BEGIN
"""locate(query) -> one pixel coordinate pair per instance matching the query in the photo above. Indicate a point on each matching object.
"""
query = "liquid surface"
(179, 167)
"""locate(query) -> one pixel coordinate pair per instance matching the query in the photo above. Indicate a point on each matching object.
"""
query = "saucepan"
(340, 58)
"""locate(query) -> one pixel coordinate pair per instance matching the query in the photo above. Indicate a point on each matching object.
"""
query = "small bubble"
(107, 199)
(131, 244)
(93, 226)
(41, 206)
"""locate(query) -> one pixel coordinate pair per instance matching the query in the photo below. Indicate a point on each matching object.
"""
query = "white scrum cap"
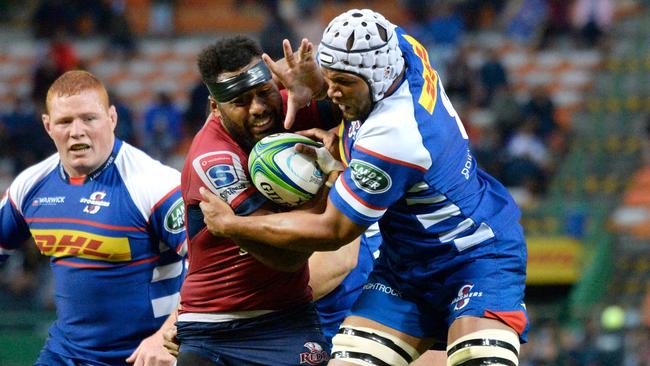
(365, 43)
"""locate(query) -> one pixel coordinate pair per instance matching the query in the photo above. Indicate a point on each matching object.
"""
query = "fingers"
(133, 356)
(288, 52)
(314, 134)
(270, 63)
(206, 194)
(291, 115)
(306, 50)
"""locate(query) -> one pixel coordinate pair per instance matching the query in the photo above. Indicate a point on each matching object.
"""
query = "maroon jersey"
(221, 277)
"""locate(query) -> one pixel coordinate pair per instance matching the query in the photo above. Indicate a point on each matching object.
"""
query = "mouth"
(79, 147)
(259, 126)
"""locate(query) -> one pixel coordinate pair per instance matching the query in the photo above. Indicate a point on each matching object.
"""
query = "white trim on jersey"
(429, 219)
(148, 180)
(167, 271)
(354, 203)
(26, 180)
(450, 235)
(164, 306)
(419, 187)
(425, 200)
(372, 230)
(483, 233)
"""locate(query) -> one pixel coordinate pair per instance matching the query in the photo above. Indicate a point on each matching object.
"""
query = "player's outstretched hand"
(151, 352)
(215, 212)
(300, 74)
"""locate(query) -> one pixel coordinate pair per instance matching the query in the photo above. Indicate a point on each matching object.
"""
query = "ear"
(112, 114)
(214, 108)
(46, 123)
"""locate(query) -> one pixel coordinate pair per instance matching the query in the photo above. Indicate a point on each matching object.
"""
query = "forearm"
(169, 322)
(298, 231)
(328, 269)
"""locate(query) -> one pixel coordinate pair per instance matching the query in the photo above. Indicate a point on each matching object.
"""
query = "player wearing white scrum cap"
(363, 42)
(451, 274)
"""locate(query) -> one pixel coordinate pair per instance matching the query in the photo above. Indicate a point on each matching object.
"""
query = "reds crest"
(315, 354)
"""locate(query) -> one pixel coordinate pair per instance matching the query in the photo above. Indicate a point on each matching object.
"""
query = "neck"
(395, 83)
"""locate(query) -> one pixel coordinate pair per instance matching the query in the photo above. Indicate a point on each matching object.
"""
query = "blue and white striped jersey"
(409, 167)
(116, 243)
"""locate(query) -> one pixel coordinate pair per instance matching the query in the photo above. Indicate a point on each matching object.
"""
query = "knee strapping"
(485, 347)
(367, 347)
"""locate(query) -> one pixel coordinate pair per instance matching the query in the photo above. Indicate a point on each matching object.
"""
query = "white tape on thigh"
(343, 342)
(486, 343)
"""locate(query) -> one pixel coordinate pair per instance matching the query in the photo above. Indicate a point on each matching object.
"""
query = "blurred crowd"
(515, 137)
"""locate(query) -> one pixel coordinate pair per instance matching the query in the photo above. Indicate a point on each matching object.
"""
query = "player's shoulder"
(391, 131)
(28, 178)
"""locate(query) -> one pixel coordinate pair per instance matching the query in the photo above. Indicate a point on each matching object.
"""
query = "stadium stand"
(589, 232)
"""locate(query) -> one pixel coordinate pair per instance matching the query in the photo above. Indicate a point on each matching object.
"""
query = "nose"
(77, 128)
(258, 106)
(333, 91)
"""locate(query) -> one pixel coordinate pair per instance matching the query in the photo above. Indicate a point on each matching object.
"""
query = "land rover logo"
(175, 217)
(369, 178)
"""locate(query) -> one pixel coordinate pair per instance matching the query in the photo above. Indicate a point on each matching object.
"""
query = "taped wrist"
(326, 161)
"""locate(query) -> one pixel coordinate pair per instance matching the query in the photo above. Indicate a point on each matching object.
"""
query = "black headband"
(229, 89)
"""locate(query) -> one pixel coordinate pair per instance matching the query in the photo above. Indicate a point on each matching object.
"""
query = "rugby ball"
(283, 175)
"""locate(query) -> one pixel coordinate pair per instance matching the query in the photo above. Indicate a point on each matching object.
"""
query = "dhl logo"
(429, 94)
(73, 243)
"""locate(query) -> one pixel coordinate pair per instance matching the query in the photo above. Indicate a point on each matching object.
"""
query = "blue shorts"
(491, 285)
(49, 358)
(288, 337)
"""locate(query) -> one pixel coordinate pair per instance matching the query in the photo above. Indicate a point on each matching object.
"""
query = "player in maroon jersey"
(244, 303)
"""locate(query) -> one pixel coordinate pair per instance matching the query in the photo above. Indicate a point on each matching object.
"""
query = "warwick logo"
(95, 202)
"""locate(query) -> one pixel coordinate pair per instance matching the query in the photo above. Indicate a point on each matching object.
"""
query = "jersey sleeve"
(223, 172)
(168, 221)
(155, 190)
(13, 228)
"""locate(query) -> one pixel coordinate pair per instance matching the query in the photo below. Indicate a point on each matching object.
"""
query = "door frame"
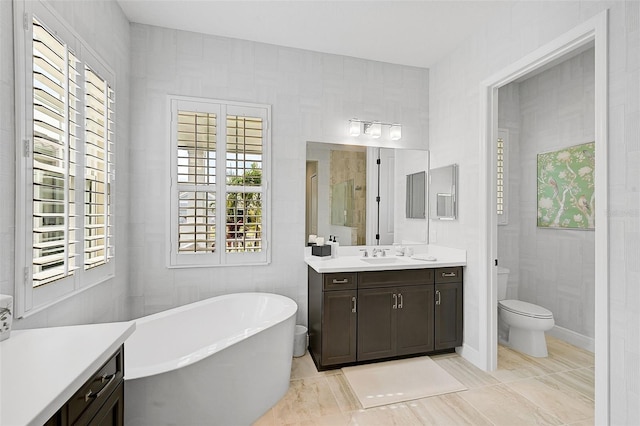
(595, 31)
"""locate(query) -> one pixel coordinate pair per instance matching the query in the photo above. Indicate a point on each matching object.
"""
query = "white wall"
(454, 136)
(103, 26)
(313, 95)
(555, 268)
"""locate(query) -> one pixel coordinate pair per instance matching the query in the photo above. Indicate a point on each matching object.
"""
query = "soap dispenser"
(334, 247)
END
Task statement: To complete the exercise, return the listing above exactly and omit its pictures.

Your response:
"""locate(query) -> one pixel coordinate pair per instance matching the query in the photo above. Indicate a point on each matching object.
"""
query = "liquid surface"
(179, 167)
"""locate(query) -> one pixel coordinate pair per instance matching the query in the photo above. Indicate a point on each matching object.
"""
query = "saucepan"
(340, 58)
"""locate(query) -> one pixel coordinate pair per instance matching the query in the photo above. Indicate a point on each matching object.
"""
query = "small bubble"
(107, 199)
(131, 244)
(93, 226)
(41, 206)
"""locate(query) -> one pixel coordinate pair per instance matching the query in the photo below. Indicate a point on each matching object.
"""
query = "white scrum cap"
(365, 43)
"""locate(query) -> one pixel coordinate pair per instance matching the query in the photo above. Indicate a point on each matching object.
"""
query = "fingers"
(133, 356)
(288, 52)
(314, 134)
(270, 63)
(206, 194)
(291, 115)
(306, 50)
"""locate(query) -> one pixel coordinate pair per instance matching the query in the photo above. Indicate a point on each matching object.
"""
query = "maroon jersey"
(221, 277)
"""locate(query) -> one pixel coordinate pair per instance matching the query in the photo above. Indicate a point on each matching object.
"""
query = "mouth"
(79, 147)
(259, 126)
"""locate(query) -> one pixel coordinate pair per instance matching the query in the photo above. Indicate a point on each matching object.
"""
query = "white trim on jersey"
(429, 219)
(148, 180)
(167, 271)
(354, 203)
(26, 180)
(450, 235)
(164, 306)
(419, 187)
(425, 200)
(372, 230)
(483, 233)
"""locate(query) -> one pixel coordinate pair per instance matching the query in the photo above. Indicate a point on each matching object.
"""
query = "player's outstretched hand"
(151, 352)
(215, 212)
(300, 74)
"""locate(query) -> one pixel coordinate pair per instance matching the query in the photo above. Indicate a point on each matching object.
"""
query = "ear"
(112, 114)
(214, 108)
(46, 123)
"""locate(query) -> one pixel coordinate pair per instance matching the query in the photo above. Indicate a point on each matching object.
"""
query = "forearm"
(169, 322)
(298, 231)
(328, 269)
"""locate(query) -> one pixel coordinate pair per instance matching the query in the photo above. Indicate a point on each matching object.
"""
query = "player wearing white scrum cap"
(363, 42)
(451, 274)
"""locate(query) -> one pixel coordinate pair per instance matching the query in the photo above. Indicate a point on each matching object.
"""
query = "reds crest"
(315, 354)
"""locate(query) -> one pixel coordinate pair per instance matching the query in the photo above. Indicate a point on each matching object.
"""
query = "neck"
(395, 83)
"""locate(query) -> one pixel coordinate pair per instance matching the query in the photo above. Indicate a point on each matching object.
"""
query = "blue and white striped jersey"
(409, 167)
(116, 243)
"""locate(query) -> one pixel coordinate pair per instance matching the query in the photo above. Indicate a point on each matching object.
"""
query = "knee strapping"
(485, 347)
(367, 347)
"""locate(query) -> one pixel coordinate pair per instance matching the query in the photo above. Indicate a point on each matching object.
"""
query = "white tape on thigh"
(343, 342)
(486, 343)
"""locate(query) -> one pixel coordinate pair per instance matching the query in the photo above. Indicate a point on each matching object.
"""
query = "blurred crowd"
(515, 137)
"""locate(query) -> one pixel coordinate pair per instance matching the query in the photo above. Indicate a point on each matching object.
"""
query = "player's shoulder"
(391, 131)
(28, 178)
"""locate(query) -> one pixel coordinate pair per instance matching the query in the photo above. Indicate a point on each matching object.
"""
query = "stadium stand"
(589, 232)
"""locate(query) -> one pixel coordinate pair per instance matching the query in the photo above. Indicate a point on each matching object.
"""
query = "nose"
(77, 128)
(258, 106)
(333, 91)
"""locate(query) -> one pixel coordinate pair per instance matching the query in the photo above. Indicate a point on each matching object.
"""
query = "land rover logo"
(175, 217)
(369, 178)
"""locate(query) -> one pixel coordinate pair per instance matching the query in the photo above. Indicate a point on each matching object.
"""
query = "taped wrist"
(326, 161)
"""locate(query) -> one pixel coordinate pair per instance matching the query in the photo above. Indicate a point on each matching object.
"""
query = "black headband"
(229, 89)
"""locate(query) -> one pixel coordinate pair per instance matching the query in the photo above. Indicate a point on each matching object.
"""
query = "rugby ball"
(283, 175)
"""locate(query) -> one pixel coordinate pair per instance matching the query in the photo above. Indicate a point on each matching object.
"""
query = "dhl logo"
(429, 94)
(73, 243)
"""locate(query) -> one pixel coordinate pair per instance matching the query in the photo above. Indicate a point on each matching object.
"""
query = "blue shorts"
(491, 285)
(49, 358)
(288, 337)
"""locate(query) -> one pixel coordinate pair per instance matching the query in the photo above. Indicate a point on each matching object.
"""
query = "player in maroon jersey"
(244, 303)
"""locate(query) -> one pixel coordinate pair per instance matching the query in the photo above. Indicate a point on each matching object.
"""
query = "warwick logo"
(95, 202)
"""locate(query) -> one pixel coordinate pair per instance matching the query in the photo above. Indicate a point on each matching object.
"""
query = "jersey sleeve"
(223, 172)
(168, 221)
(155, 190)
(13, 228)
"""locate(query) -> one pixel coordinate pair per instance matching the query in the photo below. Indicate a point on each matching object.
"""
query = "door frame"
(595, 31)
"""locate(query) -> one pixel coordinate pair per instance matching the query in the photo above. Indicate a point on each matching object.
"""
query = "white wall"
(454, 136)
(103, 26)
(313, 95)
(555, 268)
"""locate(query) -> one pixel coordinate pair per instance matching the query in the photo above. Indicate a point on each matching object.
"""
query = "soap dispenser"
(334, 247)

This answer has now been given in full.